• [Supplied entries]:

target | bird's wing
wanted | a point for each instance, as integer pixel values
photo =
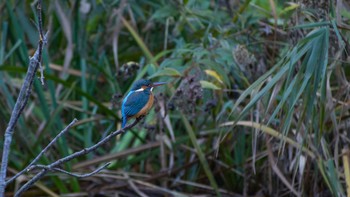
(133, 103)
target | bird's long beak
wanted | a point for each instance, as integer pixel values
(155, 84)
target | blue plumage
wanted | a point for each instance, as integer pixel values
(139, 100)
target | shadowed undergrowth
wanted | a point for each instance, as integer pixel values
(257, 103)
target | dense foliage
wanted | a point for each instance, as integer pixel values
(256, 101)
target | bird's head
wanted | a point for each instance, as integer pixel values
(144, 84)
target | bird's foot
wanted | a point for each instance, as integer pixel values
(140, 117)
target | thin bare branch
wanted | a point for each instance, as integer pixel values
(74, 155)
(29, 167)
(70, 173)
(21, 102)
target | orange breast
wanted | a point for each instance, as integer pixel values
(147, 107)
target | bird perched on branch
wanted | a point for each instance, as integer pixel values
(139, 100)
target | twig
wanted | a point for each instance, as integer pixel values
(21, 103)
(70, 173)
(74, 155)
(29, 167)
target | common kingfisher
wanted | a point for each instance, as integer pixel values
(139, 100)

• [What to do]:
Starting at the line with "target | bird's head", copy every line up to and including the last one in the entries above.

• [Solution for this exercise]:
target | bird's head
wanted | a point for each instance, as integer pixel values
(144, 84)
target | bird's foot
wanted | a point for each instance, as integer pixel values
(140, 117)
target | thin bare branch
wanted | a point for each instance, as integer pixel values
(74, 155)
(29, 167)
(70, 173)
(21, 102)
target | orange breast
wanted | a point for each instance, as integer pixel values
(147, 107)
target | bird perched on branch
wanted | a point for each instance, as integer pixel values
(139, 100)
target | twig
wanted | a point for each instance, as integer pixel values
(21, 103)
(70, 173)
(74, 155)
(29, 167)
target | common kingfisher
wanted | a point for each instance, as integer pixel values
(139, 100)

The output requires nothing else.